What is being asked -> Word for word, please restate the line that contains "In this picture, where can the car windshield" and all lines after it through the end of the material, minus the pictures.

▼

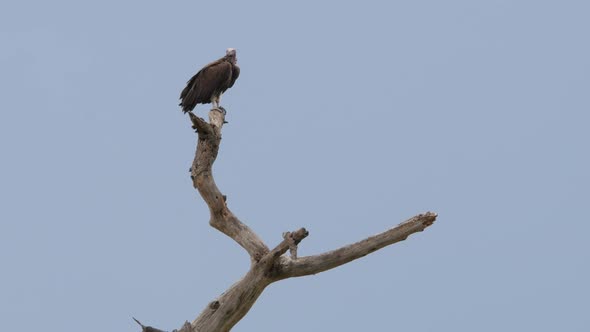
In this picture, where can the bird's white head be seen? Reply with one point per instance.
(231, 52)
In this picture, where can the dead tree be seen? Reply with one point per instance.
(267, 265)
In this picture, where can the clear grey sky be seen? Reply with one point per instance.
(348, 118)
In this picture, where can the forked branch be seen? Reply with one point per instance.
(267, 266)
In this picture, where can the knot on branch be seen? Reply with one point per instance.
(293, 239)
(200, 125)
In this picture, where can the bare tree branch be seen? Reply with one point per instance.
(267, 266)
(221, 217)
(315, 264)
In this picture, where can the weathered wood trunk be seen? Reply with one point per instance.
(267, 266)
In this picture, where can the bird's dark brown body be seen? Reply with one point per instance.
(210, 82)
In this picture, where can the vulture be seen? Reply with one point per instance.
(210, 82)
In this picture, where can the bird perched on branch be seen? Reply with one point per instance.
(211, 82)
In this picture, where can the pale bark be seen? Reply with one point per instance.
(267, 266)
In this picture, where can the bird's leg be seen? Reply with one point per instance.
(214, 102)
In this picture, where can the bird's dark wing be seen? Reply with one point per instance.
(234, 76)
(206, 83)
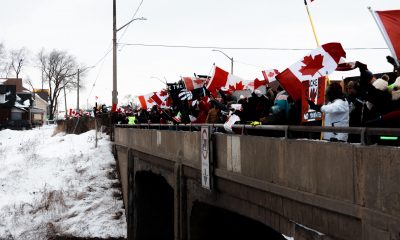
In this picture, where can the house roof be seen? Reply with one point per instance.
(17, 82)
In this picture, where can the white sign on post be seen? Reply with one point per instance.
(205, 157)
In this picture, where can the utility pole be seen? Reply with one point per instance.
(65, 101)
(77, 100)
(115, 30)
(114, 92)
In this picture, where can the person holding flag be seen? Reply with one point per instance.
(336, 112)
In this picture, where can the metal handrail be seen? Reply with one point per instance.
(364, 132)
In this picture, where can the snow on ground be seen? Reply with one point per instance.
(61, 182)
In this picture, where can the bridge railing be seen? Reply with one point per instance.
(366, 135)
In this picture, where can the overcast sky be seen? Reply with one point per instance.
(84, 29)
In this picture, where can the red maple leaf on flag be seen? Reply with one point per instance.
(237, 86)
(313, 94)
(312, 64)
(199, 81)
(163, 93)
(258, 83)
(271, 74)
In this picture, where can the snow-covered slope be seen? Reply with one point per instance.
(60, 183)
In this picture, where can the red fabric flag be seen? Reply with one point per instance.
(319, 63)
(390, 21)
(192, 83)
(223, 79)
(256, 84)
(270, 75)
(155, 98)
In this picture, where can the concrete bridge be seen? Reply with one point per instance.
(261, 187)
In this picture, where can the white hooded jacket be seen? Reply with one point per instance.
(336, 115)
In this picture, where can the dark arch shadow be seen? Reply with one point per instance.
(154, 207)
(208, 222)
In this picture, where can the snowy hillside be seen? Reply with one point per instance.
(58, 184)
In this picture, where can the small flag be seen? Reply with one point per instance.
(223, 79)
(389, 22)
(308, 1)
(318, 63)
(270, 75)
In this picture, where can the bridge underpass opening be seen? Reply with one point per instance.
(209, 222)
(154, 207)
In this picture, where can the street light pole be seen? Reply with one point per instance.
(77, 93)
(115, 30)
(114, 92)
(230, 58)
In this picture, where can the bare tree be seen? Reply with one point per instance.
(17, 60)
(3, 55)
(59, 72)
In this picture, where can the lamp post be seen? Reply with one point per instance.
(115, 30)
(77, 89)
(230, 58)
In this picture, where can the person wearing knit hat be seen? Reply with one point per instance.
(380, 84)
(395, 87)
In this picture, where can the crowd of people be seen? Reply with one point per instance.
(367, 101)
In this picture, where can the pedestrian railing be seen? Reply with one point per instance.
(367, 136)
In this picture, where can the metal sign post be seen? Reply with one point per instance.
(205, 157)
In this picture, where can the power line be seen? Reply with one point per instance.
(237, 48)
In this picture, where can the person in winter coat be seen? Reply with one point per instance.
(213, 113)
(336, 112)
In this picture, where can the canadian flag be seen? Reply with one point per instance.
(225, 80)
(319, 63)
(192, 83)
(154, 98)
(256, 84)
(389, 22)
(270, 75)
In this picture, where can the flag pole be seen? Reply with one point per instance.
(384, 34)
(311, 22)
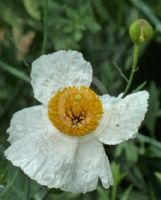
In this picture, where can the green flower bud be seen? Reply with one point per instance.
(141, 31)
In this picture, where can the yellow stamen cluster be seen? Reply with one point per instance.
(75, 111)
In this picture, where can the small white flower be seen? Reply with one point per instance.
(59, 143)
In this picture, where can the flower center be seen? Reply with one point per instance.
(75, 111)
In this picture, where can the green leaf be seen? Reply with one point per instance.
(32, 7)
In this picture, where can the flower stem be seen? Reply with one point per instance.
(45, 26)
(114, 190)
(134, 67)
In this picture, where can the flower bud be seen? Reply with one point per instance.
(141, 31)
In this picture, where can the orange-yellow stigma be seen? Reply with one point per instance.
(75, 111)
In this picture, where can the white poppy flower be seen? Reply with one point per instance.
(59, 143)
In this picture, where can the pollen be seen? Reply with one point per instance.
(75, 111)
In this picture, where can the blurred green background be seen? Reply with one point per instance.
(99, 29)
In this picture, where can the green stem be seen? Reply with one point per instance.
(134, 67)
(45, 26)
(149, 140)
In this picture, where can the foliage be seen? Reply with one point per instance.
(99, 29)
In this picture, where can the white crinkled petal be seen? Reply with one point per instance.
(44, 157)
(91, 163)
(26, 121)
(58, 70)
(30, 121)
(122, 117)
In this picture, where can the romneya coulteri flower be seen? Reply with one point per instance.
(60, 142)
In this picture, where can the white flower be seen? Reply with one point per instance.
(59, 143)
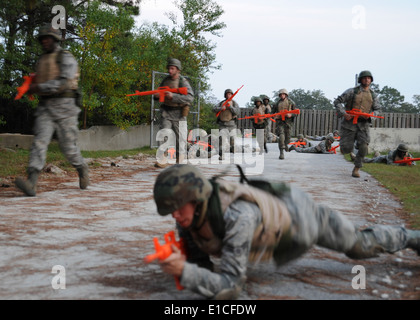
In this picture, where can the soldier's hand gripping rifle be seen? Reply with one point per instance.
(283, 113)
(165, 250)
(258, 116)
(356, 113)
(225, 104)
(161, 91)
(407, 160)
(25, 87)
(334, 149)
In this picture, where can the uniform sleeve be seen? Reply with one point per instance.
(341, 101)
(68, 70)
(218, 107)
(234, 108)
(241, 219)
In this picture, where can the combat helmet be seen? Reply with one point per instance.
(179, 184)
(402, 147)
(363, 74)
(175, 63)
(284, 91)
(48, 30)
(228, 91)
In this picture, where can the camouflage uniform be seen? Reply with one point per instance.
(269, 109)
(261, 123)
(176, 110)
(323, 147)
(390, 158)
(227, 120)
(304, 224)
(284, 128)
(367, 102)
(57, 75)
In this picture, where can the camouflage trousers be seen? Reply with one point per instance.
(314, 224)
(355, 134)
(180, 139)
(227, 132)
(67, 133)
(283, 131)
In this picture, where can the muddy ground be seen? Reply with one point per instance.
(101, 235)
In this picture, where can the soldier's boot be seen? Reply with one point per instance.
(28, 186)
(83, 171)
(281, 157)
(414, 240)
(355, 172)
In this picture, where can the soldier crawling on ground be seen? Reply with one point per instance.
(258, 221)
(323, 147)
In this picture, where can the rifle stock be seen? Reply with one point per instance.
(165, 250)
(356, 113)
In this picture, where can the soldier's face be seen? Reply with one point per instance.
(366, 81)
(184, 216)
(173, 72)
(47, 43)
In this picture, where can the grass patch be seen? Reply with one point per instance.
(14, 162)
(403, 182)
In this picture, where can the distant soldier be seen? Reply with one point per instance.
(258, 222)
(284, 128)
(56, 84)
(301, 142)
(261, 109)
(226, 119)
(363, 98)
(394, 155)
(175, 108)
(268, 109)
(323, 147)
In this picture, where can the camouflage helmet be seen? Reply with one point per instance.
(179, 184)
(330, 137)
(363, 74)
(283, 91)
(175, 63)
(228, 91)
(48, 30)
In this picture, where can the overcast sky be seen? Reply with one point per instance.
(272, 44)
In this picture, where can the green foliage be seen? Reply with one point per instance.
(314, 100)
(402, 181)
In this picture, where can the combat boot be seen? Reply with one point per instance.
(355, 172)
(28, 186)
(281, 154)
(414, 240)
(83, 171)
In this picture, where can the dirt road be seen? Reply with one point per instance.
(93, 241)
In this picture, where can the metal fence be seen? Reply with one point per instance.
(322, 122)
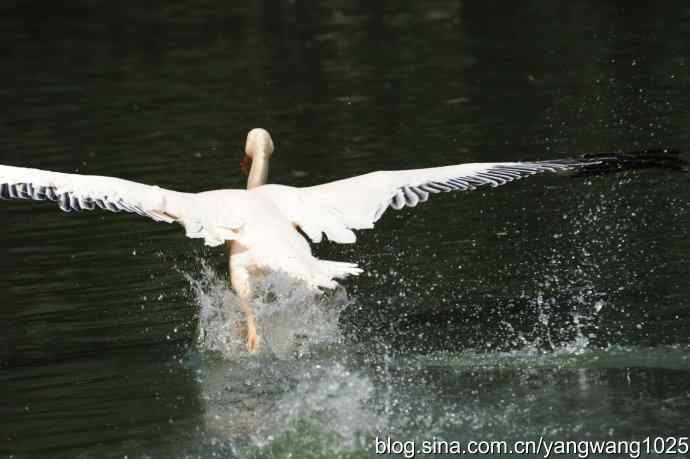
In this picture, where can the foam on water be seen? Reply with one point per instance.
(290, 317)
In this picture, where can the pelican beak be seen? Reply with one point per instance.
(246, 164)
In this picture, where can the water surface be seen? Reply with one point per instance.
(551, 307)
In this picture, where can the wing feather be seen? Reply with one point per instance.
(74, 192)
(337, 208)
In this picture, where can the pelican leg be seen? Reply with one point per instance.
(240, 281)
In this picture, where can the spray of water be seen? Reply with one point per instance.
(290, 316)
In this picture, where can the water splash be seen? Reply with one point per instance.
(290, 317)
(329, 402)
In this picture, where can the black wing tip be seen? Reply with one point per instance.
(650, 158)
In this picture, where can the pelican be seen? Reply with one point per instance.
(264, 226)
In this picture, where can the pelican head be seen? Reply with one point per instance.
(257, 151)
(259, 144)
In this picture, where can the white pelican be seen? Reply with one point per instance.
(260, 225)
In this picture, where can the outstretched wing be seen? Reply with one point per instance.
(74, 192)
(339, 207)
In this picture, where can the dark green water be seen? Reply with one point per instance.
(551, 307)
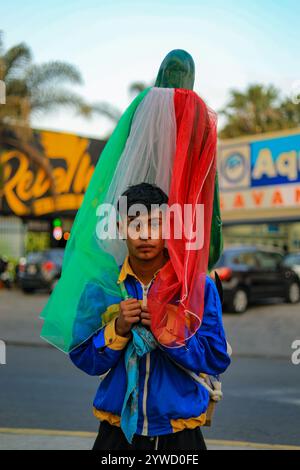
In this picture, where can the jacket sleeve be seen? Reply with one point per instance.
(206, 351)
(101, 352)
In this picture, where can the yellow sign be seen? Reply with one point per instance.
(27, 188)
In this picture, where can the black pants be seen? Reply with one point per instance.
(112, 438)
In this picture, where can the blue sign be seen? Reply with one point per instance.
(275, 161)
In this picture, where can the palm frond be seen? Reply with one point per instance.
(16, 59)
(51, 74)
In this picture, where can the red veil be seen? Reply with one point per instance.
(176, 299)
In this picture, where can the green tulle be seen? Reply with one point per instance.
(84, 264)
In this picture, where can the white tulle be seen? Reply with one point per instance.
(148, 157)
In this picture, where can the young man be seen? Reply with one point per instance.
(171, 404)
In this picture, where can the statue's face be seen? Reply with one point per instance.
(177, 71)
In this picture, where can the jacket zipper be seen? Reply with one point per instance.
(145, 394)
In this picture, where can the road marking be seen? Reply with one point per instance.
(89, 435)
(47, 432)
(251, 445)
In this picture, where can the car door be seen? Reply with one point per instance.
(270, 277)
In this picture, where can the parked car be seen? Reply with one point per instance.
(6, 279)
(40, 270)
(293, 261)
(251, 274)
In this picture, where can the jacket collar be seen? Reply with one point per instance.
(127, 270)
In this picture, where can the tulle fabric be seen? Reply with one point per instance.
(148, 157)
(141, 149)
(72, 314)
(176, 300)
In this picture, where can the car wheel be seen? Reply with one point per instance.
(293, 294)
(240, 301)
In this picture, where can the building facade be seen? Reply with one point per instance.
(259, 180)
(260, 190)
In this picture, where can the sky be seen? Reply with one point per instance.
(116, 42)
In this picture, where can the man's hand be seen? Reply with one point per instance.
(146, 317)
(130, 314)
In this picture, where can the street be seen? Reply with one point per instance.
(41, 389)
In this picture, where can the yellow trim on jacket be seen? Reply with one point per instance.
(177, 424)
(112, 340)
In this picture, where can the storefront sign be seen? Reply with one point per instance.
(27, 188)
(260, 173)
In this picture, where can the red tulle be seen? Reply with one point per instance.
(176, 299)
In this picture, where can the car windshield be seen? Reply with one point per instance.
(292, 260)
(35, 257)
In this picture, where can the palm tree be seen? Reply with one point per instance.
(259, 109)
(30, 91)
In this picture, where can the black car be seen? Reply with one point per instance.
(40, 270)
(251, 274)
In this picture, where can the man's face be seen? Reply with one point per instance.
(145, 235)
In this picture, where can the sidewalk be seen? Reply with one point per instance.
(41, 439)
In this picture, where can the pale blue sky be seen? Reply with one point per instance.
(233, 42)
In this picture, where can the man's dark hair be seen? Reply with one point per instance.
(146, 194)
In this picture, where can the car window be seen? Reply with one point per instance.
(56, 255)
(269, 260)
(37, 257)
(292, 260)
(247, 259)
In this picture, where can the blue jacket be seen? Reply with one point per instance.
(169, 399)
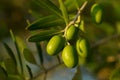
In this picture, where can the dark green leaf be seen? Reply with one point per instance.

▲

Reply ->
In this picture, where can the car windshield be seen? Reply with one point per instance.
(292, 260)
(35, 257)
In this picture, where can the palm tree be seen? Reply with one point per instance.
(259, 109)
(30, 91)
In this picture, where can the black car be seen? Reply with one point per instance.
(40, 270)
(251, 274)
In this picture, where can the man's face be seen? Reply with one point per instance.
(145, 235)
In this picture, where can the sidewalk be seen? Reply with one point per instance.
(41, 439)
In this picture, where can the pale blue sky be seen? Reply with one point per instance.
(233, 42)
In this picture, where can the man's dark hair be seen? Reply with one point per instance.
(146, 194)
In this picture, where can the car window be seen? Reply with one point per instance.
(56, 255)
(269, 260)
(37, 257)
(292, 260)
(247, 259)
In this picture, where can the blue jacket be seen? Reply with one point per instance.
(169, 399)
In this picture, where can the dark green leaf be seen? Reply with one point per instance.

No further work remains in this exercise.